DATA SUPPLIED below:

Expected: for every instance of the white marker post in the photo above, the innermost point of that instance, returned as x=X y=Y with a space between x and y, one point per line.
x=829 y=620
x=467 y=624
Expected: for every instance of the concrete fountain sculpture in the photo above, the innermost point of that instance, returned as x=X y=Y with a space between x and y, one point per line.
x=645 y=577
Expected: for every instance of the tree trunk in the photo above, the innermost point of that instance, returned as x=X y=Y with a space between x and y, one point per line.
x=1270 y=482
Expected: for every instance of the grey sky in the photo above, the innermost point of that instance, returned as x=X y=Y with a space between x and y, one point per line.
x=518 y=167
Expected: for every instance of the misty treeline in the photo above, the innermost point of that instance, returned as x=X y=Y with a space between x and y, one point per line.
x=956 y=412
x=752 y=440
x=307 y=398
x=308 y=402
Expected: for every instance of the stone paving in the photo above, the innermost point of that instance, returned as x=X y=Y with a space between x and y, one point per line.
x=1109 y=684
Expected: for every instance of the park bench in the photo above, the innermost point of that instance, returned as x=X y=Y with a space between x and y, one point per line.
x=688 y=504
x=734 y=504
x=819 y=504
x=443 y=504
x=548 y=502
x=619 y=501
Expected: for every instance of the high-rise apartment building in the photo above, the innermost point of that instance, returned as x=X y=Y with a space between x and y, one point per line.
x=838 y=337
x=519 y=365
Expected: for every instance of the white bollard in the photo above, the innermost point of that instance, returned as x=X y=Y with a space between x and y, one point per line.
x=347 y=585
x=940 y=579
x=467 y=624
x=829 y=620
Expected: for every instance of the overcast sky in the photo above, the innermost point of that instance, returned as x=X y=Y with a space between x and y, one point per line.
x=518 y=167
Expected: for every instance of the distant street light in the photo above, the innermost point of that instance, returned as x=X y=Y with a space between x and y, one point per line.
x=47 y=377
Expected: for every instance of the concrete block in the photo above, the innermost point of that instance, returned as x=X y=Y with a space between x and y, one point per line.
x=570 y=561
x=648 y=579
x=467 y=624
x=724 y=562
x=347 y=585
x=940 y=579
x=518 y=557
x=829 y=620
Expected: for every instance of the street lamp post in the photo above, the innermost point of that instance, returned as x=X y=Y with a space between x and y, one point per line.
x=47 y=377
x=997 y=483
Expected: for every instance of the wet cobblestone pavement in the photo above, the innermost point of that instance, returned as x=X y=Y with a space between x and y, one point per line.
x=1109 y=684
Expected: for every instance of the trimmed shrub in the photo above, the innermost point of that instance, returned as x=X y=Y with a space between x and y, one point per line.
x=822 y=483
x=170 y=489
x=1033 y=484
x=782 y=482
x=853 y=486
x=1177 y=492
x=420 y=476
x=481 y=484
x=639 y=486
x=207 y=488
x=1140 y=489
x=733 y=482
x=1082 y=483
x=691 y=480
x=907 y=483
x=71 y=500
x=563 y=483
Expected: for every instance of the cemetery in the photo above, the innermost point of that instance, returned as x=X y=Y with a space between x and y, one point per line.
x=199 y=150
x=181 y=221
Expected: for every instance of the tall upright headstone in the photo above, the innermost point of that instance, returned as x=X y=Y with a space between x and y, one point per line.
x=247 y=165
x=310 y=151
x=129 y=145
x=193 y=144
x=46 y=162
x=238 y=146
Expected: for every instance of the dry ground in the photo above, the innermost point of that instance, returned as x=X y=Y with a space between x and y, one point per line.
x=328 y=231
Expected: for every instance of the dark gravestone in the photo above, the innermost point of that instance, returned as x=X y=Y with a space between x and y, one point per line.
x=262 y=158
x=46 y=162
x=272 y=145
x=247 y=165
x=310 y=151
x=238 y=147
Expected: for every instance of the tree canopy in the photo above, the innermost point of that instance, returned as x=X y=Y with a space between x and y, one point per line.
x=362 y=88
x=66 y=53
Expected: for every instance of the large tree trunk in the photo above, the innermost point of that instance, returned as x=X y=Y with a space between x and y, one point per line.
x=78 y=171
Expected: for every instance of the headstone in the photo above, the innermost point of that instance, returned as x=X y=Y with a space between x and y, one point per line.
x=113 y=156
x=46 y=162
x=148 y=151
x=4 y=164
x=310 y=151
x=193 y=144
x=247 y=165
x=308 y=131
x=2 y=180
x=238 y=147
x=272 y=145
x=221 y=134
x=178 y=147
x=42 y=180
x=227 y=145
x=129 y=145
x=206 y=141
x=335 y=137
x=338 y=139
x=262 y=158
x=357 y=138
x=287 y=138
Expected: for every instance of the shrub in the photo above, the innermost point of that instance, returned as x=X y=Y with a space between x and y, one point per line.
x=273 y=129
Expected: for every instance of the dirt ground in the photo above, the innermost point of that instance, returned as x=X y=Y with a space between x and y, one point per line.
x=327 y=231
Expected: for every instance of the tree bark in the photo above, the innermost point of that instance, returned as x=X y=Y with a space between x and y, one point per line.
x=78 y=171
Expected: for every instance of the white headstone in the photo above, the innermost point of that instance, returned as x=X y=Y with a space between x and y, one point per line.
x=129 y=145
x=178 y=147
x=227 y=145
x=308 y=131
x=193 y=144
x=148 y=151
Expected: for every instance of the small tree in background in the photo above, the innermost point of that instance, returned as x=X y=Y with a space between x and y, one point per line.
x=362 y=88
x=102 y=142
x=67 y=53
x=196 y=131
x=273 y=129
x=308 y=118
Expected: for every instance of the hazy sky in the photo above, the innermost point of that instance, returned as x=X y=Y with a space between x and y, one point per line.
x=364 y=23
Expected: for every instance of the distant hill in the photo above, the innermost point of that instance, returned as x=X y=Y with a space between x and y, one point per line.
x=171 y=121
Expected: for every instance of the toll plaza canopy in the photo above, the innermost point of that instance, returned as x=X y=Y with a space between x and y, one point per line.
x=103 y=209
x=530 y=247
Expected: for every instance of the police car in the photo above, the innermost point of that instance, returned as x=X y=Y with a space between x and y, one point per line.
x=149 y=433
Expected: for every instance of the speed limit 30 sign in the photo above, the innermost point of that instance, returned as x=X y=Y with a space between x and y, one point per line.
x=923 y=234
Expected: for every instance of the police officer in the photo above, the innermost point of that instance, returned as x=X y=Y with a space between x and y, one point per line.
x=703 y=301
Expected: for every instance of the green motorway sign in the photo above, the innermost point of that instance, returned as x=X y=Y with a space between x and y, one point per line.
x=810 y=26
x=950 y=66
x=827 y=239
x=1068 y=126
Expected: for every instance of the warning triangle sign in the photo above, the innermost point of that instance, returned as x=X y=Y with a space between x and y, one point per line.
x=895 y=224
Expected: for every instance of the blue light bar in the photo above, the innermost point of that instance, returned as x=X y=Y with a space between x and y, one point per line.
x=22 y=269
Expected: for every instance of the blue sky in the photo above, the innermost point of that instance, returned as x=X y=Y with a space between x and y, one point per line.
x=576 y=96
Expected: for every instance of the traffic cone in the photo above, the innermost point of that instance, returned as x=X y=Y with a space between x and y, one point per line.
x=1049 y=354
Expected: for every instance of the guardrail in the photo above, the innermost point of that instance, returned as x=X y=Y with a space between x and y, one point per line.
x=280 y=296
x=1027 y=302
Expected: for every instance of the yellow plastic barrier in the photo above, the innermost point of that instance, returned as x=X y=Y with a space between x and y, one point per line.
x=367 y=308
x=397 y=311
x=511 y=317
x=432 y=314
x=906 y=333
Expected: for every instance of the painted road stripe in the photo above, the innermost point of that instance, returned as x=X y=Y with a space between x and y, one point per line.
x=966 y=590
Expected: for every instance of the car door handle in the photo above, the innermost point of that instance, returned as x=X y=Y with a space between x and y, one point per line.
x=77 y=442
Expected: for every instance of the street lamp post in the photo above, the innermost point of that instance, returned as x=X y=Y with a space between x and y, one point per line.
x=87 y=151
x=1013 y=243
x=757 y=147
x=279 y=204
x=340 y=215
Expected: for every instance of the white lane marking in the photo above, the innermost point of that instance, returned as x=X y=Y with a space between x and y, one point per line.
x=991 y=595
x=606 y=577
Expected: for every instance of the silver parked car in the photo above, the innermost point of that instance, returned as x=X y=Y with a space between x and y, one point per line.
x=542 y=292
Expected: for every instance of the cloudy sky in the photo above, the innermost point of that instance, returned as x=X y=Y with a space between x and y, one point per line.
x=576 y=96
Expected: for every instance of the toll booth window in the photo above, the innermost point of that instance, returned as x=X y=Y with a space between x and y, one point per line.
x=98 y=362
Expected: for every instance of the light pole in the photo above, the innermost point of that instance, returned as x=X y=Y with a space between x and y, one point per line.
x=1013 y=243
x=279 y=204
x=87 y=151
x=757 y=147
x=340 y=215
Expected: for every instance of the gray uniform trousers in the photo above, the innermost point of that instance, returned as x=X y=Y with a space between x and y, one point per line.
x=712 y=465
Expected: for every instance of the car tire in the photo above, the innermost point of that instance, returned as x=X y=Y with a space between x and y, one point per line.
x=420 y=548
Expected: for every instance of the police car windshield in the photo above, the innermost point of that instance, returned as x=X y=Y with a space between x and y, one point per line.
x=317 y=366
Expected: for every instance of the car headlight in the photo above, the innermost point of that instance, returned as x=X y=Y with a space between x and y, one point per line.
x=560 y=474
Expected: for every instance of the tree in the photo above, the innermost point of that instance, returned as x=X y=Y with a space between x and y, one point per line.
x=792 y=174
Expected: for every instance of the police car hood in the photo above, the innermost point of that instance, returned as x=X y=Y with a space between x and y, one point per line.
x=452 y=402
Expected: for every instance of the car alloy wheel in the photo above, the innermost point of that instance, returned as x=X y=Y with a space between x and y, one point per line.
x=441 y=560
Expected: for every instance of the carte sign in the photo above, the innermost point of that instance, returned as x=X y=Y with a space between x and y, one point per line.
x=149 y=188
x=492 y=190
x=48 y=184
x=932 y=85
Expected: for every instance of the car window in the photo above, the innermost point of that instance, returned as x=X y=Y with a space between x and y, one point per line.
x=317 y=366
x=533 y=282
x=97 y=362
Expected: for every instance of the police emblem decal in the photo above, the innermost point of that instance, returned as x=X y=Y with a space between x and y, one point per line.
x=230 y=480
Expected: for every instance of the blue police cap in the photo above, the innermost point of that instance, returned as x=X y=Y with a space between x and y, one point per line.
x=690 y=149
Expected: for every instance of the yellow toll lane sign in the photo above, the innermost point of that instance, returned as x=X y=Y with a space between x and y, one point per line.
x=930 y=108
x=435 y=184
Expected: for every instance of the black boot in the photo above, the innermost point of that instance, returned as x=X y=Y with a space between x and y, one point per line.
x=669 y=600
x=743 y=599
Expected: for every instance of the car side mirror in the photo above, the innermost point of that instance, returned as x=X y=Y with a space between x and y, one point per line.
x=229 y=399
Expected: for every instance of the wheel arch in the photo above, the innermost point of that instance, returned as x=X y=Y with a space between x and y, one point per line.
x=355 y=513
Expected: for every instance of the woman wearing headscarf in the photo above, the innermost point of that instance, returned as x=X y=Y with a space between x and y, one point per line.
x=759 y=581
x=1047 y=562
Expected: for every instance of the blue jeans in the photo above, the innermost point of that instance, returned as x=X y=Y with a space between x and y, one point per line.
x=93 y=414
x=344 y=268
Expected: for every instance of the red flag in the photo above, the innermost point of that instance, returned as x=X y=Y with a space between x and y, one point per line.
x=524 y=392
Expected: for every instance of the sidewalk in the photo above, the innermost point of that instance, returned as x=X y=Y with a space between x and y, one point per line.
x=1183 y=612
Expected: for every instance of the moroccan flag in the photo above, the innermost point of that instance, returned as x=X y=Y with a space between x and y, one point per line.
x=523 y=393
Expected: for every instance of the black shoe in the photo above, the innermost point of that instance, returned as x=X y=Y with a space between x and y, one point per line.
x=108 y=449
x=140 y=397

End of DATA SUPPLIED.

REQUIRED ACTION:
An exact copy of the lines from the one with "Expected: for every instance of the moroccan" through the final line of the entries is the whole answer.

SOLUTION FOR THIS PROBLEM:
Expected: for every instance of the moroccan flag in the photo above, the innermost point of that instance, returned as x=X y=Y with a space between x and y, one point per line.
x=523 y=393
Expected: for every instance of the black shoe in the photo above, the innermost point of that instance, returned as x=X y=Y with a space between x and y, one point per line.
x=108 y=449
x=140 y=397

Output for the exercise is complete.